_Exercise description_.
Write out the whole listing word for word.

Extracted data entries
════════════════
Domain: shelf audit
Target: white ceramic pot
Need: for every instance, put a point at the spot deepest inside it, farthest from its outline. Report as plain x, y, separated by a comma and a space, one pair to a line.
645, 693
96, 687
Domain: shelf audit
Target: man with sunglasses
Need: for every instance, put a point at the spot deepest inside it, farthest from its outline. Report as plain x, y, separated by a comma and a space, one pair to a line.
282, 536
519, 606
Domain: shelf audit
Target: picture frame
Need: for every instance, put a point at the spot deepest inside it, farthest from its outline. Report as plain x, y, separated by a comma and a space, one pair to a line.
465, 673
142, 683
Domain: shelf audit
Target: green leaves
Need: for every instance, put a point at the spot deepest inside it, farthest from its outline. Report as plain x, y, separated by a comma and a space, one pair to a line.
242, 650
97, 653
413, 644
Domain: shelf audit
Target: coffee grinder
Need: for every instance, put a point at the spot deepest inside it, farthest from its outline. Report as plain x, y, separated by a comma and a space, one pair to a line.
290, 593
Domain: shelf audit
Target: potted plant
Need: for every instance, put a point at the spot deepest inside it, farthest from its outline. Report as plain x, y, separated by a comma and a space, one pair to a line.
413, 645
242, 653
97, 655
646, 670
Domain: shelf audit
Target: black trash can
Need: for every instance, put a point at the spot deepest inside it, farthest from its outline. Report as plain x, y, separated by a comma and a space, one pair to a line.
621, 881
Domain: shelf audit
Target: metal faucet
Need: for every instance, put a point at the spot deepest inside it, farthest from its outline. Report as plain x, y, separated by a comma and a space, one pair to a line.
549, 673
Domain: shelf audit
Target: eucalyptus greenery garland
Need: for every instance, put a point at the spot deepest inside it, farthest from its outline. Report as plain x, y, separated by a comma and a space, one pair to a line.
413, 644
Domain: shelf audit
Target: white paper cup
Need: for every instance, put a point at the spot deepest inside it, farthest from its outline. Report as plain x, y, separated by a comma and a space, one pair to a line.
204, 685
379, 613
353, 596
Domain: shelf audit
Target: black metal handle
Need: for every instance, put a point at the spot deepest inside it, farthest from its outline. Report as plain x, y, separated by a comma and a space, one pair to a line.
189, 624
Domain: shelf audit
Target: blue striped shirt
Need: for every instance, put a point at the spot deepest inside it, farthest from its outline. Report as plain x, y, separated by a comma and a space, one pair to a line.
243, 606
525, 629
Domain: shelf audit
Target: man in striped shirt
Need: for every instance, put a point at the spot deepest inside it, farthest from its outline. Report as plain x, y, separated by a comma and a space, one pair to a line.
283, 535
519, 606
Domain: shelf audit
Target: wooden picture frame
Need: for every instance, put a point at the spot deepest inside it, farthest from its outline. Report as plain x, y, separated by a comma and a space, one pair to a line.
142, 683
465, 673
════════════════
_In response_.
Domain: shelf audit
Target: white ceramic pot
Need: for every instance, put a point at the spot deepest inside it, farthest from its outline. Report as plain x, y, separated by a comma and a space, one pair to a line.
645, 693
96, 687
Domain: shelf audit
Target: man with sunglasses
Need: for every instance, put a point at the spot deepest inside it, farthest from its outline. Report as plain x, y, separated by a comma and a space, one pair to a line.
282, 536
519, 606
Domain: shelf audit
Target: picture frame
Need: for every instance, put a point at the spot deepest inside it, farthest from its outline. Report as plain x, y, separated by a comma and a space, one pair to a line.
465, 673
142, 683
Domain: shelf audit
Target: green leaves
Need: for every instance, put a point at the spot deepest inside it, farthest from its outline. Report as plain x, y, separated by a comma and a space, one pair to a line.
242, 650
97, 653
413, 644
Domain: shelf audit
Target: coffee grinder
Need: for every instance, put a point at the spot deepest inside it, farthest from its outline. Report as plain x, y, separated by a comma and a space, one pair to a line.
290, 593
Domain: shelf audit
Target: potted plant
Need: for every instance, put a point at the spot deepest inside it, farthest from its outline. Report as plain x, y, separated by a comma and a space, one pair to a line.
413, 645
242, 653
97, 655
646, 670
Domain: shelf audit
Target: black trash can
Need: for every instance, put a point at the spot deepest inside it, farthest from its outline. Report as plain x, y, separated by a comma and a space, one pair to a line.
621, 881
Domain: shelf audit
Target: metal faucet
Need: for every instance, put a point at the spot deepest inside it, farthest from its outline. Report as plain x, y, separated by a comma and a space, one pair to a line.
549, 673
Domain: shelf audit
Target: eucalyptus greenery garland
Need: for every instance, put a point at the spot deepest inside it, farthest from its outline. Report as plain x, y, separated by a comma and a space, one pair to a line.
413, 644
Domain: shelf audit
Target: white paper cup
Need: for every instance, put a point at the spot deepest inside it, farthest from its outline. Report as plain x, y, separated by a comma and a space, one pair to a line.
204, 685
379, 613
353, 596
Domain: shelf audit
Target: black metal handle
Need: for every instance, put a point at the spot deepest inside it, farthest from its outline. Report as plain x, y, separated by a comma and a space, one pair to a line.
189, 624
Domain: shelf audit
Target: blue striped shirt
Need: for every instance, put a point at the spot deepest inside it, farthest from its outline. Report as plain x, y, separated by a comma and a space, one pair to a line.
243, 606
525, 629
Domain: shelf audit
Target: man in striped shirt
Need: for every instance, put a point at the spot deepest inside it, farthest from its outline. Report as plain x, y, separated by a comma and a space, one pair to a line.
283, 535
519, 606
Domain: shelf audit
Target: wooden picture frame
Need: for every instance, put a point at the spot deepest inside it, farthest from its outline. Report as plain x, y, separated by a comma and a space, one pair to a line.
142, 683
465, 673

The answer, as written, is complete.